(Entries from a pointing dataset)

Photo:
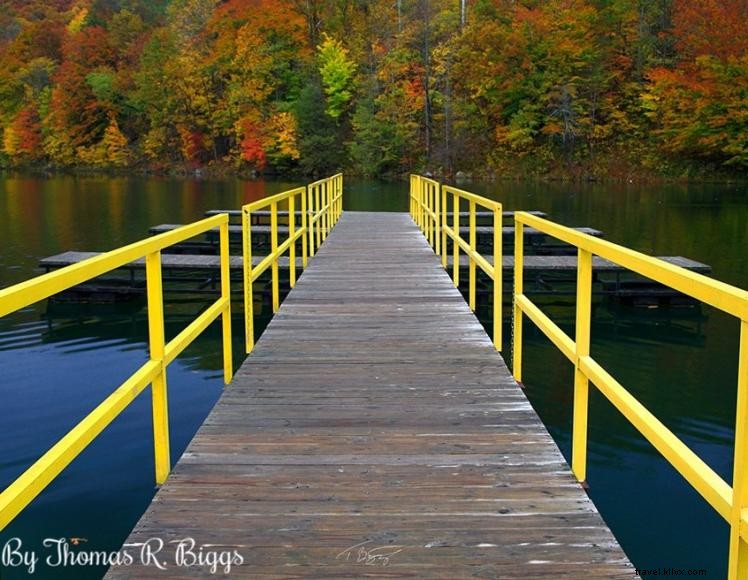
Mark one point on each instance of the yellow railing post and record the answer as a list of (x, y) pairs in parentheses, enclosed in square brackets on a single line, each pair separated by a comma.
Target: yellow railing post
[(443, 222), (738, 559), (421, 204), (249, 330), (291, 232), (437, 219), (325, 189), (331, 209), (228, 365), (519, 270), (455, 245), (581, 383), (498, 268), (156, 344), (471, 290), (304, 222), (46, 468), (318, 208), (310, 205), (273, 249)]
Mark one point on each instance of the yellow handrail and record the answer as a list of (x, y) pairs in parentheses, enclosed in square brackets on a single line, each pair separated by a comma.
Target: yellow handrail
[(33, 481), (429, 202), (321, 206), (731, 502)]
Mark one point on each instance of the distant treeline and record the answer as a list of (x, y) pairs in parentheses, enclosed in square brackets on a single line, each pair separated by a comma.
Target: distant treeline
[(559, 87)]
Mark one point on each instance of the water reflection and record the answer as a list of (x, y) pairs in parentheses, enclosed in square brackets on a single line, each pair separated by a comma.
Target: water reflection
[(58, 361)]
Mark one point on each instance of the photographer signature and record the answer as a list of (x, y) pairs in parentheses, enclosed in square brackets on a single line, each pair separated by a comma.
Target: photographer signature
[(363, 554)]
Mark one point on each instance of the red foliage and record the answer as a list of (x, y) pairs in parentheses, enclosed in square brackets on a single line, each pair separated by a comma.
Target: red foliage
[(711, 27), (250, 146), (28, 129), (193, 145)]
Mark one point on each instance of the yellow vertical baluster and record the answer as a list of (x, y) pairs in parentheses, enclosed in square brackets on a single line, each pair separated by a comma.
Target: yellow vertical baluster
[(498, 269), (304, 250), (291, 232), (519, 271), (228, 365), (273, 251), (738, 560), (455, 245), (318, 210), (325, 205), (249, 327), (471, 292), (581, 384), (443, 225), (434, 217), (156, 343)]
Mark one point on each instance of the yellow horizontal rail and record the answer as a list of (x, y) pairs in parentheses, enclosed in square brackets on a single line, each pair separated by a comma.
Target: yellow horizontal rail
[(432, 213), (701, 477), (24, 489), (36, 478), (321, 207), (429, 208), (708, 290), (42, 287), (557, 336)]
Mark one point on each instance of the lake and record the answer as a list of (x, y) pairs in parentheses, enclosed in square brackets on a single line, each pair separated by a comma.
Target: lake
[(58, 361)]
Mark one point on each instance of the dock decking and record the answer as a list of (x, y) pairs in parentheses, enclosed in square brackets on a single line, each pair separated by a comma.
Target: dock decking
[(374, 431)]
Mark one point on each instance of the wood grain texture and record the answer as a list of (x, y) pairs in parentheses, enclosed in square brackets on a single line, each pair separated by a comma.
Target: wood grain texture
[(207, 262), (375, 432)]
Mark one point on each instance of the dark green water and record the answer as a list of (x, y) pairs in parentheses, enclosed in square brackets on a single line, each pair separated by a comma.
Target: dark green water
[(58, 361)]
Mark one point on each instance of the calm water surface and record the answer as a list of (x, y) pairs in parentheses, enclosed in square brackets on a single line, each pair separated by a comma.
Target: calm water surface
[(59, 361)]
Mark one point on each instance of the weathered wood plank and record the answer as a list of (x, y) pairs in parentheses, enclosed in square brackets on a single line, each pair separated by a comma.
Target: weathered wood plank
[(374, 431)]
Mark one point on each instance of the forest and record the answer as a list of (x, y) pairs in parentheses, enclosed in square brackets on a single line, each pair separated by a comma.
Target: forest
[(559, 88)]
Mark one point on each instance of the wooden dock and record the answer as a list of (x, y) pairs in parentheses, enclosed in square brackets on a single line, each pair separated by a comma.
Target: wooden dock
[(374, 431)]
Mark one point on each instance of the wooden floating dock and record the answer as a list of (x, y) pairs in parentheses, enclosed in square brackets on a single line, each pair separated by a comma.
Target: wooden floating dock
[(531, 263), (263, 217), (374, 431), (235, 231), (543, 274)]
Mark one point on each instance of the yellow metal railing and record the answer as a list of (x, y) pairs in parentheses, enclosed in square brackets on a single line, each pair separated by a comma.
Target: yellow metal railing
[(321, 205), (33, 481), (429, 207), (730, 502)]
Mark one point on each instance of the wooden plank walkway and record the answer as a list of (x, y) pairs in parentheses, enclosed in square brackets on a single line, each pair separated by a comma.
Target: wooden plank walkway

● **AIM**:
Duplicate the lines of the records above without any changes, beginning at the line that contains "Mark one point on each instance of the weathered" and stopping after the line that contains "[(321, 205), (33, 481), (429, 207), (730, 502)]".

● **TASK ANSWER**:
Mark one point on each instance of the weathered wood plank and record the answer as a list of (x, y) pairs in parentheses, enclosed in square brackets on a single line, each pair separated by a comma.
Target: weathered wood plank
[(374, 431)]
Mark one point on each instance of the forest and record the answer as a list of (x, y) pairs in parentheses, enclosed in square brackets on a single line, each pair separated by a comma.
Target: forest
[(559, 88)]
Mark one point on each instance of the wooden dock and record the answer as a list of (x, y) pairs in parentheses, enclosed in square brackets on a single line, each pair separated by a comma.
Target: wooden dock
[(374, 431)]
Mark one point on each instance of the wooden floating dock and record the answer as a list of (x, y) pairs in parentheses, enclosed in square brackets on a single line, each pair separated by a comma.
Target: wooden floating dock
[(531, 263), (263, 217), (374, 431), (235, 231), (543, 274)]
Mark one point on each instance of the yellow metal railing and record the answer as a list of (x, y) pairs in parentheses, enclosed in square brackets on a single line, each pair separated by a comma.
Target: yellow metal railing
[(321, 205), (33, 481), (429, 207), (730, 502)]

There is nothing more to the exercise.